MATERIAL FOR THIS TASK ->
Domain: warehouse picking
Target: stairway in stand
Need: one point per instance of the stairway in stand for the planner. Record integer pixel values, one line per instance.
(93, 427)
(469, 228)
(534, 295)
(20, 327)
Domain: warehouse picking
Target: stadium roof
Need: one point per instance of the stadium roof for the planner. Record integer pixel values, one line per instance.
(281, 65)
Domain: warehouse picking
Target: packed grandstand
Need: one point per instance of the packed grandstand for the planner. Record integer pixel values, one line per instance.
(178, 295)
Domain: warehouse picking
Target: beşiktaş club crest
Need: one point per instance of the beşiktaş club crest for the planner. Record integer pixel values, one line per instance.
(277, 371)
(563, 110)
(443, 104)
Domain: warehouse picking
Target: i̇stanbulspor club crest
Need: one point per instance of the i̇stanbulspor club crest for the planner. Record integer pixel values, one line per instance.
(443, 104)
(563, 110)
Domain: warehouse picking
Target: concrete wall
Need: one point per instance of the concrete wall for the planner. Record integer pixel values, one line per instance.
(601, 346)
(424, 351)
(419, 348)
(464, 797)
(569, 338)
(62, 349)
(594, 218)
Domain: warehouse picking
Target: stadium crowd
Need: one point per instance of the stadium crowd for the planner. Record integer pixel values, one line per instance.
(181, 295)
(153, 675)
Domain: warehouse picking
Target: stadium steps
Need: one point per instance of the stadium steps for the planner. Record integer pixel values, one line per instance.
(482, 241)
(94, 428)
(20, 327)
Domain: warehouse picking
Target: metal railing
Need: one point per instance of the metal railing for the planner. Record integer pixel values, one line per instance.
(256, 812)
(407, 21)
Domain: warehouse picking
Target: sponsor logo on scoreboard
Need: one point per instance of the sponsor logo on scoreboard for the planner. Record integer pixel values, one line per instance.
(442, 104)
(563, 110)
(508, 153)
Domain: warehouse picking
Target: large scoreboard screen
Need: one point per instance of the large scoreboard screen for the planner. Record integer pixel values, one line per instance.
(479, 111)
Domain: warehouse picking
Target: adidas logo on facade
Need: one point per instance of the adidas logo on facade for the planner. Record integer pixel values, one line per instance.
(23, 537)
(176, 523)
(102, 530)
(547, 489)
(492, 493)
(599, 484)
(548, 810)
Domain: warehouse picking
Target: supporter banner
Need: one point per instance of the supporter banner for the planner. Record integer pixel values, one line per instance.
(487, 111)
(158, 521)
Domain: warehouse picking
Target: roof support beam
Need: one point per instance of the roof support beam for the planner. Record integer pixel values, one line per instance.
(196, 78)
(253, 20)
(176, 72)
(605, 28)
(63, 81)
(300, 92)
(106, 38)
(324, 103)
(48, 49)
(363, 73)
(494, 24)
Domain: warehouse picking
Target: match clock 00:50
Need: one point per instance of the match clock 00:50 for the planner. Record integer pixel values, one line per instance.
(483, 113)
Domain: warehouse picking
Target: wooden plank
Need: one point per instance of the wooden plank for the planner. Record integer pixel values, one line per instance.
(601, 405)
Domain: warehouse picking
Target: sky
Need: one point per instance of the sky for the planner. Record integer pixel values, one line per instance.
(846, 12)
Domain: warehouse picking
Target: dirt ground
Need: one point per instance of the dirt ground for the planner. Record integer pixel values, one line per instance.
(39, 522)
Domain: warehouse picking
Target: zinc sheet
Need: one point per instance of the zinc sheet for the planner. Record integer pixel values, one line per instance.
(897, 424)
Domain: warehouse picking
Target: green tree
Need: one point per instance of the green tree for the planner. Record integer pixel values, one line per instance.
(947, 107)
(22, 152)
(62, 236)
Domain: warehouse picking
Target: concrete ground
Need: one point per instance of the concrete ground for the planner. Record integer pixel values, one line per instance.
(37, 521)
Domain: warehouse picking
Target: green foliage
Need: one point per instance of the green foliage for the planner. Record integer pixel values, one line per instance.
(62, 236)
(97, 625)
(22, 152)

TASK OBJECTIVE -> Go through the records above and retype each one exactly.

EXERCISE RESPONSE ->
Domain: warehouse picking
Target: stairway in stand
Need: one point per instance of the stairway in stand for the planner. Record integer pixel values, one line per instance.
(93, 427)
(469, 228)
(534, 295)
(20, 327)
Domain: warehouse picking
Target: stadium roof
Need: one point per instance of the stadium roof for the planner. Record integer pixel values, one line per instance.
(281, 65)
Domain: warehouse picking
Target: packed grandstand
Need: one point per instance of the packed grandstand for the planner. Record integer pixel values, one line per instance.
(178, 295)
Domain: warehouse picking
Target: beşiktaş club crest
Need: one point per instance of the beşiktaş club crest for the planner. Record integer pixel values, one line per instance.
(277, 371)
(563, 110)
(443, 104)
Domain: warehouse picking
Target: i̇stanbulspor club crest
Need: one point per instance of the i̇stanbulspor club crest for the planner. Record integer pixel values, one line per instance.
(443, 104)
(563, 110)
Domain: warehouse picking
Target: concrete wall
Need: one point per instance of the concrete wall for the planner. Record integer pixel values, one line per instance.
(601, 346)
(424, 351)
(419, 348)
(464, 797)
(569, 338)
(62, 349)
(594, 218)
Domain: warehouse picking
Target: stadium crowd
Need: one point per instance of the stadium crowd for the planner. Record integer pixel values, one line per instance.
(181, 295)
(153, 675)
Domain: warehouse picking
Target: stadium steps
Need: one point per instance of the stadium steps for the planner. Record integer pixel values, one line per instance.
(482, 241)
(94, 428)
(20, 327)
Domain: warehouse picking
Target: metal railing
Need: one point per instance of the metal railing for the planner. Record integer pixel values, one line per instance.
(256, 812)
(407, 21)
Domain: warehouse picking
Target: sponsor logo on scoreboard
Need: one point per instance of the sponsor logo on scoreboard for the planner. Record integer pixel values, one line per instance.
(442, 104)
(563, 110)
(508, 153)
Domain: warehouse picking
Target: large scoreboard screen
Need: one point per instance of the large scoreboard screen for the planner. Record integer pixel values, one line per instance.
(479, 111)
Domain: warehouse picking
Target: adidas logo on facade
Need: one point per instance of the adidas logo on facade for the planner. Record integer pixel values, one line per instance.
(23, 537)
(176, 523)
(102, 530)
(547, 489)
(492, 493)
(599, 484)
(548, 810)
Domain: warehouse picking
Target: supporter banner
Need: one point per instance of the supporter banner for the planner. Record integer pixel values, one line per instance.
(487, 111)
(158, 521)
Domain: warehouse picking
Target: roof support beam
Need: one point per instance of the roof support beam for the planner. Record integer pixel values, one line per instance.
(196, 78)
(253, 20)
(176, 72)
(605, 28)
(63, 81)
(300, 92)
(106, 38)
(324, 103)
(48, 49)
(363, 73)
(494, 24)
Domain: warehouse picking
Target: match clock 00:50
Need: one point per instance of the match clock 00:50 for the planner. Record integer pixel values, one line per instance.
(483, 113)
Domain: warehouse picking
Target: wooden plank
Need: one point per instance of the wooden plank for the planner. Record integer pixel values, one line per instance.
(601, 405)
Domain: warehouse picking
Target: sky
Need: one point per instance of the sky for the planner. Record integer pixel values, one line per instance.
(846, 12)
Domain: warehouse picking
Target: dirt ground
Need: one point per instance of the dirt ground for the planner. Record integer pixel values, one line per instance.
(39, 522)
Domain: warehouse picking
Target: zinc sheet
Need: one point per instance of the zinc sheet for the planner. Record integer pixel values, one line per instance.
(897, 424)
Domain: warehouse picking
Target: green tree
Need: one point per instance of the green tree for the planner. Record integer pixel values, one line per instance.
(947, 107)
(22, 152)
(62, 236)
Domain: warehouse picking
Target: concrete ground
Need: one point per instance of the concrete ground for the planner. Record integer pixel values, one line per instance.
(37, 521)
Domain: warehouse picking
Target: green foliage
Need: one point per instance of the green foliage for the planner. Record integer pixel values, one line per instance.
(62, 236)
(97, 625)
(22, 152)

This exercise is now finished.